● **Exercise prompt**
Skip the pictures and repeat each line of the data exactly.

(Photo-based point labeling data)
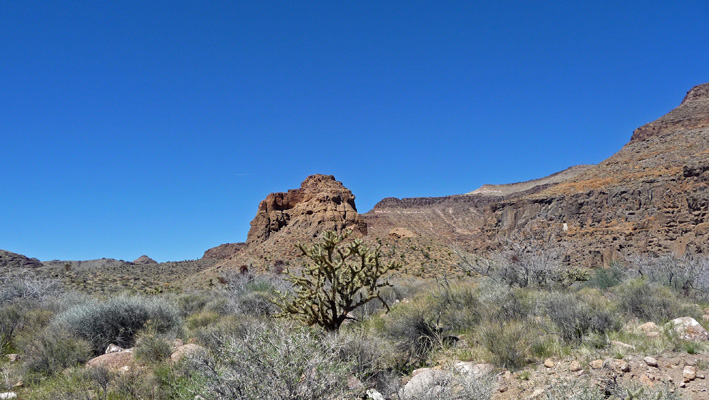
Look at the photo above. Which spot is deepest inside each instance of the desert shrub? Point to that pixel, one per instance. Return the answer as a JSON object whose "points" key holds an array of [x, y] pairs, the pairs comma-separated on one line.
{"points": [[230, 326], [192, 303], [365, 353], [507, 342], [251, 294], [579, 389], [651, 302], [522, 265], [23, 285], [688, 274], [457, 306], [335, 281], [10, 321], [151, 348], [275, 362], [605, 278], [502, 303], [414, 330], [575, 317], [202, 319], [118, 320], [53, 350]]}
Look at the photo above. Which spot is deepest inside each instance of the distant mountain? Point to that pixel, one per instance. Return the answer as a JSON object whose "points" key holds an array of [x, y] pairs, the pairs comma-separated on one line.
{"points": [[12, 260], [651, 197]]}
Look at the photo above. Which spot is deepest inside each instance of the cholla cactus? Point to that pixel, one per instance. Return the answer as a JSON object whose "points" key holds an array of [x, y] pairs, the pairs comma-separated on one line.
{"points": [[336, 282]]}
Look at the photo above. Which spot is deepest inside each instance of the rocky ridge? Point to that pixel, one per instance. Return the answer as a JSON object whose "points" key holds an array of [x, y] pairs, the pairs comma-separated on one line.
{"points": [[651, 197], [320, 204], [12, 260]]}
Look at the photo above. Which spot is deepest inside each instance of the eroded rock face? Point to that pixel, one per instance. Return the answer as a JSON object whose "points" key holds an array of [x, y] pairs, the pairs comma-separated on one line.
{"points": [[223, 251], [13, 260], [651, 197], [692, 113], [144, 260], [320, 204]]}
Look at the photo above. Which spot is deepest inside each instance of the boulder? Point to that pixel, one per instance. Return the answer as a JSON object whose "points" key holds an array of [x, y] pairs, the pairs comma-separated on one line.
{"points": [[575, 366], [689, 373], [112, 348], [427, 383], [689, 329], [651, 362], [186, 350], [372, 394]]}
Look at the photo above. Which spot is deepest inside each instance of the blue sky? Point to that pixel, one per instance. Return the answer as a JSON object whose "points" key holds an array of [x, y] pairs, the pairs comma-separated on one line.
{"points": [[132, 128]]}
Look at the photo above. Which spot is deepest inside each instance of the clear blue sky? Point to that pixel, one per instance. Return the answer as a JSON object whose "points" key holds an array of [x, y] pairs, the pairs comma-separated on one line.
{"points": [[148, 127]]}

● **Solution**
Look at the photo above. Which spot is deepest inside each instance of the desert shrub? Point to that pixel, one per instance. Return the answer as a JSON object whose "points" key holds an array of [x, y] pairs, the pairs comma-separated on one line.
{"points": [[230, 326], [192, 303], [365, 353], [507, 342], [251, 294], [579, 389], [651, 302], [522, 265], [23, 285], [688, 274], [457, 306], [335, 281], [10, 321], [151, 348], [275, 362], [605, 278], [502, 303], [414, 330], [575, 317], [202, 319], [118, 320], [53, 350]]}
Look at the photo above. Which spot is deepest inside each instance of the distant mountain? Point to that pixel, one per instance. Return the answer as a JSON object whose "points" key holds an array of [x, y] pairs, the pairs comma-separated on one line.
{"points": [[12, 260], [651, 197]]}
Look at the photo above. Which spot is deepest inside each instance of the cholla cactus? Point to that pixel, one per instance. Return the answer as a JSON object whose "points" key holds an array of [x, y] pairs, the pairs comma-separated on one line.
{"points": [[336, 282]]}
Look at the photo above. Which spot is deepest inside each instance of the rocky ridge? Point to that pixel, one per instance. Return the answer as a JSON object whose "points" key holds an array of [x, y] pairs, the pairs comma-separated on one line.
{"points": [[651, 197], [320, 204], [12, 260]]}
Look at the photo above. Which spot is deepest inside each instance of the eroded rock face? Point to that pixel, one per instance. Return the answer as a JSON object whose "points" key holds an array of [x, y] pairs, the pairs comma-separated on one line.
{"points": [[223, 251], [13, 260], [651, 197], [692, 113], [144, 260], [320, 204]]}
Look at the photo above. Which spot is deepest inside each instance of the boulder? Point to that pixel, one per instance. Return the answer as a JSON object whose "points" key holds an array of [x, y] pairs, the pairs comma-separated on one line.
{"points": [[575, 366], [689, 373], [112, 348], [427, 383], [689, 329], [651, 362], [186, 350], [372, 394]]}
Look at the photo above. Which spot is deepest inside each instance of the blue sky? Point to that pixel, one per instance. Return the answer as a JSON object whose "points" key holds an array of [x, y] pairs, the pairs comma-separated on one line.
{"points": [[132, 128]]}
Look at the photo above. Which spot is deepest inside each instance of the clear blue sky? Point to that pixel, one per instance. Return the answer as a JSON object whose "points" key holds an array of [x, y] pairs, the pairs comma-separated on one line.
{"points": [[148, 127]]}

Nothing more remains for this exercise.